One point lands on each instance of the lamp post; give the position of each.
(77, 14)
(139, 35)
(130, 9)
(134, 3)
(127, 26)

★ ★ ★

**PROBLEM DETAILS**
From the listing above, reproduce all the lines exactly.

**OUTPUT BELOW**
One point lands on each instance of the lamp post; give the position of each.
(77, 14)
(139, 35)
(130, 9)
(134, 3)
(127, 26)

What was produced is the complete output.